§ Exercise task
Copy the data word for word from the line with "Note: the class marks the narrow" to the line with "Note: the class marks the stone cornice", including both of those lines. Leave the pictures out of your copy.

§ Records provided
====

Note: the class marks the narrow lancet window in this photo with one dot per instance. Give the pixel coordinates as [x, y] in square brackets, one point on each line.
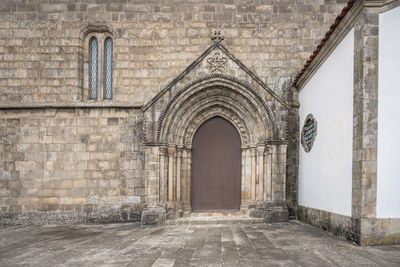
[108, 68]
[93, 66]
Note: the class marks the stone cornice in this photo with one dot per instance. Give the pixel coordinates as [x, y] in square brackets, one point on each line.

====

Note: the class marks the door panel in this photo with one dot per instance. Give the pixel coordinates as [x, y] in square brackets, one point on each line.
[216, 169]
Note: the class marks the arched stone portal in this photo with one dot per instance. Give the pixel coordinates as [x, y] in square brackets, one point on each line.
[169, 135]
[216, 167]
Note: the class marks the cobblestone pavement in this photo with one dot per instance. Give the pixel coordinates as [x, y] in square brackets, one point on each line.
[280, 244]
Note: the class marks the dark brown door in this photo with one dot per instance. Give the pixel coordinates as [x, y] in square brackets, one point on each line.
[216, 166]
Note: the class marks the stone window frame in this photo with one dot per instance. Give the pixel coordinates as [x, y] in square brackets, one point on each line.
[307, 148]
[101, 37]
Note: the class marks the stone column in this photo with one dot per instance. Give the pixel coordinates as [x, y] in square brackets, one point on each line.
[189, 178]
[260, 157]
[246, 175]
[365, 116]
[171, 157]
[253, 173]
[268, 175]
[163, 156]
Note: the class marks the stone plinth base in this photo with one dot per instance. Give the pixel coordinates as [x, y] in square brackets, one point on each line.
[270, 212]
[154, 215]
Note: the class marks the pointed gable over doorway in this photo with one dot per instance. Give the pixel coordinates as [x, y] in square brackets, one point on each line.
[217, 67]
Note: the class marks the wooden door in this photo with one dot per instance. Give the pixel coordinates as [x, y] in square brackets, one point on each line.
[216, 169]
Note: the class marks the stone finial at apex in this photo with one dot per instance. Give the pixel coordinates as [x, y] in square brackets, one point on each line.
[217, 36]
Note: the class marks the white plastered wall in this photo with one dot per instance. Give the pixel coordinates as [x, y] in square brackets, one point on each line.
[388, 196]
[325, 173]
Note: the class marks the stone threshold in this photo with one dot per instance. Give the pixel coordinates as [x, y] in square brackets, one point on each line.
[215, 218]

====

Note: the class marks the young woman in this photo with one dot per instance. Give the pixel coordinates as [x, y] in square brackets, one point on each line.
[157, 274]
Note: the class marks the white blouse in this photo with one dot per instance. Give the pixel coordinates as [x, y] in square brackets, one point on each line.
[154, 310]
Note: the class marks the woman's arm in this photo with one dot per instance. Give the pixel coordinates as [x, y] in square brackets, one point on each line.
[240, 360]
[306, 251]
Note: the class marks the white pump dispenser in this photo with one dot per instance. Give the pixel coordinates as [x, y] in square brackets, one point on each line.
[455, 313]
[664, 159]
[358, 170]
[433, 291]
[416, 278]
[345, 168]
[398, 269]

====

§ Exercise solution
Note: the class marks the narrow lancet window in this photo with one dot per instance. Give the pixel coordinates as [x, y] in square brackets, one point on each line.
[108, 68]
[93, 66]
Note: the class marks the stone cornice in this photo with one dot per instance. Give the pixel coordinates as [x, y] in square brackets, one point on each line.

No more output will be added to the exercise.